— start GIVEN INFORMATION —

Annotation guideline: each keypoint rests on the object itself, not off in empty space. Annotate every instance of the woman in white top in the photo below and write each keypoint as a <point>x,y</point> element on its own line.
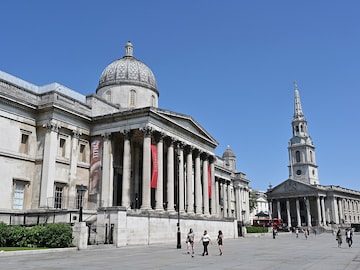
<point>205,238</point>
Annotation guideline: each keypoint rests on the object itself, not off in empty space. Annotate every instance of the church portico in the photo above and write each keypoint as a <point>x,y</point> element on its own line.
<point>300,200</point>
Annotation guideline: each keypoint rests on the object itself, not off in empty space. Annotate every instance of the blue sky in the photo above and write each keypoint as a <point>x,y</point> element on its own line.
<point>228,64</point>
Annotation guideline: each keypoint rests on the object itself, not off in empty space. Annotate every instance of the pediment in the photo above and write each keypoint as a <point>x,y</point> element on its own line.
<point>186,122</point>
<point>293,187</point>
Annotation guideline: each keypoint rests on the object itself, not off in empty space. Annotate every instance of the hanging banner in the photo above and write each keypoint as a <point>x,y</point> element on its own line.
<point>95,165</point>
<point>209,182</point>
<point>154,159</point>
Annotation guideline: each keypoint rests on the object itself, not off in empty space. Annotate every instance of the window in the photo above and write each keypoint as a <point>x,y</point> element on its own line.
<point>132,99</point>
<point>58,196</point>
<point>24,143</point>
<point>18,199</point>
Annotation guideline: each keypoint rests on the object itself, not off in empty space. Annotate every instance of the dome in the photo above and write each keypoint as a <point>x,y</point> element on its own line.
<point>228,153</point>
<point>128,71</point>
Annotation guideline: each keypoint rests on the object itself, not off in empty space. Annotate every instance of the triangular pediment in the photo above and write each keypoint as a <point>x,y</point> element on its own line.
<point>187,123</point>
<point>291,186</point>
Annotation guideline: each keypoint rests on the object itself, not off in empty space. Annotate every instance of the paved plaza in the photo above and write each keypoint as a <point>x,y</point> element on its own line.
<point>284,252</point>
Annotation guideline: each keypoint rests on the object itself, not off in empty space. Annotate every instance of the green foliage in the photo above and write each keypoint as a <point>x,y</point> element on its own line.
<point>254,229</point>
<point>58,235</point>
<point>51,236</point>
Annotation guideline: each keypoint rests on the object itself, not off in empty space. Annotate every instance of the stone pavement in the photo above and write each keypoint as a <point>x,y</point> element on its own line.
<point>284,252</point>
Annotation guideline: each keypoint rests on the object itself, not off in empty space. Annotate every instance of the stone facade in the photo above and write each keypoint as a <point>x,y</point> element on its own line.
<point>301,200</point>
<point>140,165</point>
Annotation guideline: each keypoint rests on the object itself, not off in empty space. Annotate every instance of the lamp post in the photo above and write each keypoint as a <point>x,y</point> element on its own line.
<point>81,190</point>
<point>178,235</point>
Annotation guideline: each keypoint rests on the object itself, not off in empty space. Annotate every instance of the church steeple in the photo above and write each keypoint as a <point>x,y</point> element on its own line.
<point>298,114</point>
<point>301,147</point>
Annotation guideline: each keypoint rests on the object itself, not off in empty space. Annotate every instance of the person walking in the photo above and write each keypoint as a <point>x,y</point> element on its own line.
<point>348,235</point>
<point>220,241</point>
<point>190,242</point>
<point>339,238</point>
<point>205,239</point>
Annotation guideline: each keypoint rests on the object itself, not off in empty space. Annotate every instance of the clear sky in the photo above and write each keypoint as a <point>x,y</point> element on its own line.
<point>228,64</point>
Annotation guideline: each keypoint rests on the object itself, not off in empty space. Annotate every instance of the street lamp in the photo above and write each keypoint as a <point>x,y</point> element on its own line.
<point>81,191</point>
<point>178,197</point>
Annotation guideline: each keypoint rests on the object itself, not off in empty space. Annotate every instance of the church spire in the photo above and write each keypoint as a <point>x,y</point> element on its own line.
<point>301,148</point>
<point>298,114</point>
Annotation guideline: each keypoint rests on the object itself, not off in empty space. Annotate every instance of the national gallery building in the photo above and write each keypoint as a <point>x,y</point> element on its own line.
<point>301,201</point>
<point>133,172</point>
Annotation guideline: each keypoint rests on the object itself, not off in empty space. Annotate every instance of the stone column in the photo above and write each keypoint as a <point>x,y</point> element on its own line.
<point>205,187</point>
<point>136,170</point>
<point>298,212</point>
<point>146,176</point>
<point>318,207</point>
<point>218,210</point>
<point>107,172</point>
<point>126,171</point>
<point>48,165</point>
<point>160,189</point>
<point>189,182</point>
<point>214,202</point>
<point>229,200</point>
<point>170,176</point>
<point>288,213</point>
<point>308,212</point>
<point>278,207</point>
<point>73,168</point>
<point>198,194</point>
<point>224,191</point>
<point>181,178</point>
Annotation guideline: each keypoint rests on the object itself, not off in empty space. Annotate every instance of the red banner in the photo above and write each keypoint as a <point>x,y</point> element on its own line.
<point>154,158</point>
<point>209,182</point>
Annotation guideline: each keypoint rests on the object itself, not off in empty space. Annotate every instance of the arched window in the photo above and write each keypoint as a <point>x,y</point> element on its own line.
<point>132,99</point>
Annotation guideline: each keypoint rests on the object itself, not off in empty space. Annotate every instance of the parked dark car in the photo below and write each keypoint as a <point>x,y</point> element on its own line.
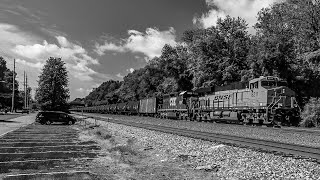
<point>49,117</point>
<point>25,111</point>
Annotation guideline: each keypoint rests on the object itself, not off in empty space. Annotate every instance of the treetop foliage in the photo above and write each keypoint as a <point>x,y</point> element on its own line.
<point>286,44</point>
<point>52,92</point>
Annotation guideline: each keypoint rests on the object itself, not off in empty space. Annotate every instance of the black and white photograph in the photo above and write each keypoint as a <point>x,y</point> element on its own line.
<point>159,89</point>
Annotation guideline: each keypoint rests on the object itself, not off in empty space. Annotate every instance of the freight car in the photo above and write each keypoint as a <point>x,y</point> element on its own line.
<point>263,100</point>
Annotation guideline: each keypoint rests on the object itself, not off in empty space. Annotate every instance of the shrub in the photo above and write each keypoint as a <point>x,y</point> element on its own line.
<point>311,113</point>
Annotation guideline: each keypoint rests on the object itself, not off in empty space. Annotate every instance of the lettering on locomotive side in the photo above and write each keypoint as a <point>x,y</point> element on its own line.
<point>222,97</point>
<point>173,101</point>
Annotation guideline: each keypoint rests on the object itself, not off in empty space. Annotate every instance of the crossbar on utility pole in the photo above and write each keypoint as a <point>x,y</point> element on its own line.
<point>13,80</point>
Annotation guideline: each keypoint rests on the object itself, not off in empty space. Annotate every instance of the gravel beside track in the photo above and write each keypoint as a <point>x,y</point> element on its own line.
<point>266,133</point>
<point>223,162</point>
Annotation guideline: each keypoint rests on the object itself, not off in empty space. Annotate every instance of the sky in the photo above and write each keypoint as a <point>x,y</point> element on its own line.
<point>101,40</point>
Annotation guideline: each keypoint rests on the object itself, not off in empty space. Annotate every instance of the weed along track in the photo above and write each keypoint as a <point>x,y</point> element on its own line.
<point>49,152</point>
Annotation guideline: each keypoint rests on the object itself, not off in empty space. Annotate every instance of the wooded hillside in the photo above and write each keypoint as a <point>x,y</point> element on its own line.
<point>286,44</point>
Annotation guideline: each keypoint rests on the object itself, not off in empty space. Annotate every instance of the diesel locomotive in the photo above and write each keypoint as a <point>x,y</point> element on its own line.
<point>264,100</point>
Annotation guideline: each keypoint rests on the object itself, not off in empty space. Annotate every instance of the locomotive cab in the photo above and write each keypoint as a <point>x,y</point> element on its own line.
<point>272,96</point>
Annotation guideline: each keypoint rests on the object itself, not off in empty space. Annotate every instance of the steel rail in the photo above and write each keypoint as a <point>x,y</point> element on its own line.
<point>285,129</point>
<point>286,149</point>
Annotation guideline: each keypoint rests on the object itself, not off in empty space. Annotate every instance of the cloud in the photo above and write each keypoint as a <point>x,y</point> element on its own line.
<point>120,76</point>
<point>84,92</point>
<point>130,70</point>
<point>246,9</point>
<point>76,57</point>
<point>149,43</point>
<point>108,47</point>
<point>37,65</point>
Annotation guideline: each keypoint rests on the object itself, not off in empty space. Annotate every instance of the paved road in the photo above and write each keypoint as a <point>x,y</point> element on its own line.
<point>37,151</point>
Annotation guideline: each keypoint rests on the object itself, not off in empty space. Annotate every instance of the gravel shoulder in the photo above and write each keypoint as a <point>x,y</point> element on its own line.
<point>266,133</point>
<point>134,153</point>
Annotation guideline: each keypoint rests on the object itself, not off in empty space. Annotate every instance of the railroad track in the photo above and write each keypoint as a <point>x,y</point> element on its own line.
<point>280,148</point>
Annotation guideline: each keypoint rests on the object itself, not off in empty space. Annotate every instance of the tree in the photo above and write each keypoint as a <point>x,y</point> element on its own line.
<point>6,77</point>
<point>52,92</point>
<point>218,55</point>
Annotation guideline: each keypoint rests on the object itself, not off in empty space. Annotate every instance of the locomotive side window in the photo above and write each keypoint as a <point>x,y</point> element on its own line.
<point>268,83</point>
<point>282,83</point>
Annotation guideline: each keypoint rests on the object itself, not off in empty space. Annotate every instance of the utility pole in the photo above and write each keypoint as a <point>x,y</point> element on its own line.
<point>13,80</point>
<point>24,89</point>
<point>27,94</point>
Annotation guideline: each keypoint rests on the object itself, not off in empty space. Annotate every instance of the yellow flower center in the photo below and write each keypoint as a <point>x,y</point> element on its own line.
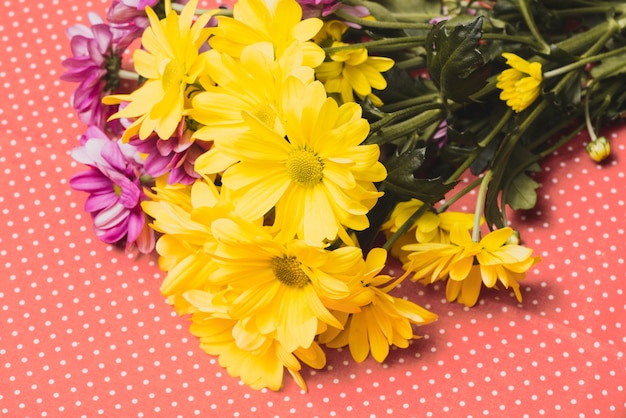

— end GIVEN INFORMATION —

> OBJECTIVE: Please update the records from the line with "of the weed" up to and including the line with "<point>264,100</point>" by changing "wooded hillside" to "forested hillside" and leaving everything else the same. Return only those lines.

> EXERCISE SOLUTION:
Annotation guideline: each keypoint rests on the object itself, not off in empty space. Annotate every instance of the weed along track in the photo above and write each keypoint as a <point>x,y</point> element on its own line.
<point>49,152</point>
Annotation guideline: each keypoint rests on the object itself, not off in empty space. Annotate every instance of the forested hillside in the photo above and write each keypoint as a <point>x,y</point> element on its own line.
<point>286,44</point>
Annotation guideline: each keypoint rests on the object itself, not off in empty space. Annotate every instance of the diesel locomotive in the photo above and write each keypoint as a <point>x,y</point> element on its own line.
<point>264,100</point>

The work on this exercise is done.